◆ **WORK TO COMPLETE**:
1. In the emergency room account, what did the nurse tell the writer to put on after undressing?
2. Rewrite everything in the emergency room account from "The police came" down to "already felt unbearable.", putting "van" wherever "ambulance" appears.

◆ **EXCERPT TO READ**:
____
I have been to the psychiatric emergency room more times than I can recall, and none has ever been OK. The last time had to do with a fight with my mom, where I was overwhelmed, stressed, and at an emotional raw state.

The police came to our house and talked with me for a few minutes, then decided to take me to the ER in an ambulance. They said all would be easy: I would only have to speak with a social worker, and they would find out what kind of help I needed. I didn’t realize how wrong they were.
I cried the whole way. I was terrified because I have seen what happens when autistic people or anyone in crisis interact with the police. But the ambulance crew was gentle, kind even, and I was grateful for that small bit of humanity on a night that already felt unbearable.

When we got to the hospital, that kindness ended. I was left in a room with a nurse a blonde woman with curly hair and a serious face. “Strip,” she said flatly. “You have to wear these paper scrubs.” I did what she asked until she told me to take off my underwear too. That’s when I froze. “Why?” I asked her. “Why are you watching me?” I begged her to look away, told her I was uncomfortable, but she didn’t.
“We don’t want you to hurt us or yourself,” she said, as if that justified it. And I remember thinking about how people get abused, how moments like that destroy any sense of safety. In that instant, my trust was shattered.

They put me in the paper scrubs, took my phone, and bagged up all my things. All I wanted to do was reach in and get one number off my phone, and they wouldn’t let me-makes me feel dangerous, like something to be controlled. Finally, another nurse allowed me to jot it down, and then I was left in that cold room, waiting.
____
◆ **DATA TO EXAMINE**:
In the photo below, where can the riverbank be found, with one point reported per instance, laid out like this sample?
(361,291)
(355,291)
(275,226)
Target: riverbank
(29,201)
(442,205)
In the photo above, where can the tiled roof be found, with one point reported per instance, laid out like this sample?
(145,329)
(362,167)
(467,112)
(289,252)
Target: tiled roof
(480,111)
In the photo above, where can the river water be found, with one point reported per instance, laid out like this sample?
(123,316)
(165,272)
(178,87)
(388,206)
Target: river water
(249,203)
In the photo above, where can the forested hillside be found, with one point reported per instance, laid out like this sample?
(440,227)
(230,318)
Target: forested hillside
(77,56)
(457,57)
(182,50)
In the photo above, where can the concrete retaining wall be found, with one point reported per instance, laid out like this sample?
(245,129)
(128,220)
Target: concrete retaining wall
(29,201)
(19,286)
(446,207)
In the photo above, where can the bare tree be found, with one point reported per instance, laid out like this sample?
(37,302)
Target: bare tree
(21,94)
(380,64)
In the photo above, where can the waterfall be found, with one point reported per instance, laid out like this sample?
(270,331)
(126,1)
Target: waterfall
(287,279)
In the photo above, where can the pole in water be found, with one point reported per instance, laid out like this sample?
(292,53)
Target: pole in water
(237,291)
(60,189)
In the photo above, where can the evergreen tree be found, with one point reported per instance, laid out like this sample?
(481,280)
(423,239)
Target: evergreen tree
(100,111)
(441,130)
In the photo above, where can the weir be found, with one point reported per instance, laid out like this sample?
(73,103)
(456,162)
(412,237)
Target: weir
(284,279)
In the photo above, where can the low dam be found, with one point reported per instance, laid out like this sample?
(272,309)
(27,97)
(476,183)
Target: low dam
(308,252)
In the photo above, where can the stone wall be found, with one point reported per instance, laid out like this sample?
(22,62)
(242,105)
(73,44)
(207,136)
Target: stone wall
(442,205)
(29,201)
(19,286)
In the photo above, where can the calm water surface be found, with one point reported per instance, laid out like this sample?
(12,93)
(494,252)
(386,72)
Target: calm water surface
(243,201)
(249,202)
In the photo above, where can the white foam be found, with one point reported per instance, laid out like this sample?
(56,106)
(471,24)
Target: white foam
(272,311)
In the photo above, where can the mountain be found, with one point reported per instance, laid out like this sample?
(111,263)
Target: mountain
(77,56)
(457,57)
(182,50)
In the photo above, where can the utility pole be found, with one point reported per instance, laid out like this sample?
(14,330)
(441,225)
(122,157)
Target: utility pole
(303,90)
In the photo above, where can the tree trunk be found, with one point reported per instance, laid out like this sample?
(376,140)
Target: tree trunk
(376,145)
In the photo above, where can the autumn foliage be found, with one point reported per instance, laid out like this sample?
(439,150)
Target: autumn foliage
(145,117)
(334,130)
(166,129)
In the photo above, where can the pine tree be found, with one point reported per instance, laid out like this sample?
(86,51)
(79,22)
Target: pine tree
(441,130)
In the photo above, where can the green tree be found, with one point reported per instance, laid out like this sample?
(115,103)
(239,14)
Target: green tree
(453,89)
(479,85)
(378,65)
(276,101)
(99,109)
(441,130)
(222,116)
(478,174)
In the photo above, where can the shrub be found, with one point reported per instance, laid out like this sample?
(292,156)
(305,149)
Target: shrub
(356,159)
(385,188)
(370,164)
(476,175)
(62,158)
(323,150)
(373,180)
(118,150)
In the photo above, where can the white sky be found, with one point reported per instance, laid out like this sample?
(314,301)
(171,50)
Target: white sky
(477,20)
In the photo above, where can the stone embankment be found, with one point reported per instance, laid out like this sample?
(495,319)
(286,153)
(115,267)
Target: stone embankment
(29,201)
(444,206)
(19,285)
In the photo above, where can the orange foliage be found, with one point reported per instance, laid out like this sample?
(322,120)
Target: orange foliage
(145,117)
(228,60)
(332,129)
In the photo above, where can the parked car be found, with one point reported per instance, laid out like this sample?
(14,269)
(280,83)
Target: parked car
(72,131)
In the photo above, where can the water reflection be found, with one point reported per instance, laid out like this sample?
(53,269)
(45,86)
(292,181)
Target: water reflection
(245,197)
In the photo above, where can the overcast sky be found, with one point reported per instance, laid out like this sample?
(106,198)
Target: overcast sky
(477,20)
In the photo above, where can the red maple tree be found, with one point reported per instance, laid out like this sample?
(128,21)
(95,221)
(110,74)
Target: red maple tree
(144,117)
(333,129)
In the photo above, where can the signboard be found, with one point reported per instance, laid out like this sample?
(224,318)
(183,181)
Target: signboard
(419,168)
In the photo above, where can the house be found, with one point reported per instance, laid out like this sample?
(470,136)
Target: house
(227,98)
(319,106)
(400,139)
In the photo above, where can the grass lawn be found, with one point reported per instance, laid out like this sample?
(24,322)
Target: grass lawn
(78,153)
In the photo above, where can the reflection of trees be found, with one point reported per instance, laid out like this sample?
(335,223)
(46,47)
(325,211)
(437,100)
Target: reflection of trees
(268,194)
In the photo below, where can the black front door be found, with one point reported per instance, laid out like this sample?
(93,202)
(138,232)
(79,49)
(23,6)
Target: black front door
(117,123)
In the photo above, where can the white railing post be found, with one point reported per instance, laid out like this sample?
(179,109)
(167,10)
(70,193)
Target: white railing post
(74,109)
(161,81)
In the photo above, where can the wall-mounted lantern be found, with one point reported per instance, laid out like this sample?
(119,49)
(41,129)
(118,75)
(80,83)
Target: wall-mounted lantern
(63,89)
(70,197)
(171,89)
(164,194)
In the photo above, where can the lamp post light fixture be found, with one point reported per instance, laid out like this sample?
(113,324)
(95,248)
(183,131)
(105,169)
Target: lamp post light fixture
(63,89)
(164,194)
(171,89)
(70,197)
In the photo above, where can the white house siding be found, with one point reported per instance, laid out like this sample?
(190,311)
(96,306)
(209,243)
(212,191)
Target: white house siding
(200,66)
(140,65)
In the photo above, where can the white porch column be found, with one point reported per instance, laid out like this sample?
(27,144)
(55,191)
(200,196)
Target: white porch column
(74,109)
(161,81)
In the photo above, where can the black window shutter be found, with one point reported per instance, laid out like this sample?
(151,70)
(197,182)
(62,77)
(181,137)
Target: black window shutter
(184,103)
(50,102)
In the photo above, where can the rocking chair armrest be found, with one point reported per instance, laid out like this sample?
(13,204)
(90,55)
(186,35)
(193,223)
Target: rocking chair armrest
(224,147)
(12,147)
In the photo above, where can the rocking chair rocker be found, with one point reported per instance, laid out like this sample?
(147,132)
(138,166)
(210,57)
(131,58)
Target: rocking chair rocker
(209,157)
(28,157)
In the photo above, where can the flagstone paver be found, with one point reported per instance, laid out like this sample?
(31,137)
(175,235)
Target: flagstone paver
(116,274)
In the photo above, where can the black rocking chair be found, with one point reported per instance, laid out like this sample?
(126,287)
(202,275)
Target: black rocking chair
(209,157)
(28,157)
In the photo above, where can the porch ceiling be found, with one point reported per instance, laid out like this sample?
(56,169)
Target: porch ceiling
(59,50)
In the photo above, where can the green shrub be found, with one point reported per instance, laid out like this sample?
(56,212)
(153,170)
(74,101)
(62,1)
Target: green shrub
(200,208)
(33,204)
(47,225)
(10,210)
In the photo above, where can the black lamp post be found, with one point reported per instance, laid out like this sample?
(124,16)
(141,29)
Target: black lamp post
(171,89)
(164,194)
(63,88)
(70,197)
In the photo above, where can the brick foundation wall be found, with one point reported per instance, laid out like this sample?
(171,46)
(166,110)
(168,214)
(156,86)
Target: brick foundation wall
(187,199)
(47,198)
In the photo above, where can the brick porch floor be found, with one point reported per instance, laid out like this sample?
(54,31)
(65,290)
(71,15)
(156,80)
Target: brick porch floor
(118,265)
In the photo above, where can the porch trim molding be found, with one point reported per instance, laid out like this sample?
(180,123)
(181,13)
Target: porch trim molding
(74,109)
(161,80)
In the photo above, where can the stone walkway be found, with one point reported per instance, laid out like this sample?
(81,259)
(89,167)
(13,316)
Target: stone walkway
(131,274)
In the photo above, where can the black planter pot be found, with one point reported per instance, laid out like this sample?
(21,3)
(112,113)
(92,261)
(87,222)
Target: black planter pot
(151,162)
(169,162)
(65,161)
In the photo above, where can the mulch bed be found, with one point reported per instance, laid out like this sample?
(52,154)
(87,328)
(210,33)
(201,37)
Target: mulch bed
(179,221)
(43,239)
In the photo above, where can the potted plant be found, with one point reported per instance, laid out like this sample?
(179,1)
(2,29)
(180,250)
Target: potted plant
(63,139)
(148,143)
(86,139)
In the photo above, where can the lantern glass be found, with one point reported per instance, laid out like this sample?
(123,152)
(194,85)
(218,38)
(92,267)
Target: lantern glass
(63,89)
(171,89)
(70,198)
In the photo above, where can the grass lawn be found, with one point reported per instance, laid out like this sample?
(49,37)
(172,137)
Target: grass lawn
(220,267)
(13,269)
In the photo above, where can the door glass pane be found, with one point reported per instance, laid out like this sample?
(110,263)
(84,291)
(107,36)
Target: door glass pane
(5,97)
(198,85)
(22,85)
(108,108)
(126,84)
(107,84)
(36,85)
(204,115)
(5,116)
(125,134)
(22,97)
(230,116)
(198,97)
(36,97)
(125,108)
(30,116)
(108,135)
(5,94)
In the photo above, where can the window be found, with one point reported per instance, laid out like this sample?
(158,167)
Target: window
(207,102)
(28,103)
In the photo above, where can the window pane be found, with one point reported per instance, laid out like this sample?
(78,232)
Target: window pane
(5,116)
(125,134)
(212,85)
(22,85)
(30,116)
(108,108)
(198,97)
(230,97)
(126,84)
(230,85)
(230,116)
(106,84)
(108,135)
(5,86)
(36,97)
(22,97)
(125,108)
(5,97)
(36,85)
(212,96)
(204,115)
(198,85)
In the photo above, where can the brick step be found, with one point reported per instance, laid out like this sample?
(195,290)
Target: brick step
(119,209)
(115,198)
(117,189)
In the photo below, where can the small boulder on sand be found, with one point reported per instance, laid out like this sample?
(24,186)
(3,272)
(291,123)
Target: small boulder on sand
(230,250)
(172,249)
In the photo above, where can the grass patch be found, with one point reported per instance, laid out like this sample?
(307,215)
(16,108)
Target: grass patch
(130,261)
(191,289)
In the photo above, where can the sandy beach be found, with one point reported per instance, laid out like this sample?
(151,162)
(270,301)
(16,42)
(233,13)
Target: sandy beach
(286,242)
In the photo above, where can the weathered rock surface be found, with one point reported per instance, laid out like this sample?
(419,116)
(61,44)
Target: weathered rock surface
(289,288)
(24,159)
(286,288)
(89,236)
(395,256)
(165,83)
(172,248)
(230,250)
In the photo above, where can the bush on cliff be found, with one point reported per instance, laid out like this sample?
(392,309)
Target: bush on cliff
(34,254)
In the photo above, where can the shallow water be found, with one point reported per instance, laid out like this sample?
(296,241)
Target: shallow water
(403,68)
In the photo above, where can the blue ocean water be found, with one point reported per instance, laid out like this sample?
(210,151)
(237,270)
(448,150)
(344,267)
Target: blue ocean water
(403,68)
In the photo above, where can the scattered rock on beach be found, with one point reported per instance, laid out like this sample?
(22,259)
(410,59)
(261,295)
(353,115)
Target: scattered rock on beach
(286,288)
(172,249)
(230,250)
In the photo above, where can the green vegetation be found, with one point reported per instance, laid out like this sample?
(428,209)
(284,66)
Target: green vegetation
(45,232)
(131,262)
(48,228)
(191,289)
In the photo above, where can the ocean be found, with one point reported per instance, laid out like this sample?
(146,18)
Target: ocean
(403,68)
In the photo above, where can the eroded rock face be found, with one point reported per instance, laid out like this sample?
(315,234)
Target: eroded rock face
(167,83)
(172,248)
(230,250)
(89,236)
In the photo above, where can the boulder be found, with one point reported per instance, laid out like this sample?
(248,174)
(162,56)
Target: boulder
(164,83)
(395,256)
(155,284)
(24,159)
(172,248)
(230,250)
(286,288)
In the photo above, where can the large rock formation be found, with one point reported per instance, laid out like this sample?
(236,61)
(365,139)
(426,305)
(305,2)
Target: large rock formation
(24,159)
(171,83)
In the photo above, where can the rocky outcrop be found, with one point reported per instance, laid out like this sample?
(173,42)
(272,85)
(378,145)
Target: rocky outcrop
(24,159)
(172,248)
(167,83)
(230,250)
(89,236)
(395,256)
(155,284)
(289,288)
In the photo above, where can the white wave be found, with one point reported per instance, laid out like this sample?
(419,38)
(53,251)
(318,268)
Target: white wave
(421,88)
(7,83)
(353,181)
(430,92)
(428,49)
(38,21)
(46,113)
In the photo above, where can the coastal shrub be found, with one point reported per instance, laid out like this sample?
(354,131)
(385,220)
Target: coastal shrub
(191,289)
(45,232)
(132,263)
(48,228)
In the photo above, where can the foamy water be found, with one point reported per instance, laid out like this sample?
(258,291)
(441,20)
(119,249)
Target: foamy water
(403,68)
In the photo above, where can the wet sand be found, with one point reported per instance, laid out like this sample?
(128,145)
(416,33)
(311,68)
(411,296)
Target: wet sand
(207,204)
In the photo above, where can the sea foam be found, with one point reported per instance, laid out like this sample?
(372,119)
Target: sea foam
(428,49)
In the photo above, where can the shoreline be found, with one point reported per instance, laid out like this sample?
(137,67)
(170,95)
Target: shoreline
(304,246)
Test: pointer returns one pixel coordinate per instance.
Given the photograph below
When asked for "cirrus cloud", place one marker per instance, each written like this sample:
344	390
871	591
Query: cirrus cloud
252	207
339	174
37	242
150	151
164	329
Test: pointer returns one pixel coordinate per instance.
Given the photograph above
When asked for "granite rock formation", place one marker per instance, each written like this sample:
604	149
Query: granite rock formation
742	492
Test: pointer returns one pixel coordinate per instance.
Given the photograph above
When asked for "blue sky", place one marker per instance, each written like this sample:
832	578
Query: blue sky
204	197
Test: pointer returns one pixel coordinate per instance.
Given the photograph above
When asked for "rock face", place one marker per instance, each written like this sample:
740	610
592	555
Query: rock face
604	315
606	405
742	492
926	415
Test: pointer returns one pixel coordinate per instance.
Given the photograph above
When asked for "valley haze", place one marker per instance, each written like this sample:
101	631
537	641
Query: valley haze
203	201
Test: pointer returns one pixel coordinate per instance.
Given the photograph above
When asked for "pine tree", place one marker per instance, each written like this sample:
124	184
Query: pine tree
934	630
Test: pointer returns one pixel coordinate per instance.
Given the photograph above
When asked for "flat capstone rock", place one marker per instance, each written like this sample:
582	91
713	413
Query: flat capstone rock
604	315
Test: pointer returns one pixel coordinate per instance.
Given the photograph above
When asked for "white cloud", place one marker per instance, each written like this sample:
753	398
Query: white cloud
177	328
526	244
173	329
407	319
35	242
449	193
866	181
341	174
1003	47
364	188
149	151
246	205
____
◆ **WRITTEN RESPONSES**:
1. Paper scrubs.

2.
The police came to our house and talked with me for a few minutes, then decided to take me to the ER in an van. They said all would be easy: I would only have to speak with a social worker, and they would find out what kind of help I needed. I didn’t realize how wrong they were.
I cried the whole way. I was terrified because I have seen what happens when autistic people or anyone in crisis interact with the police. But the van crew was gentle, kind even, and I was grateful for that small bit of humanity on a night that already felt unbearable.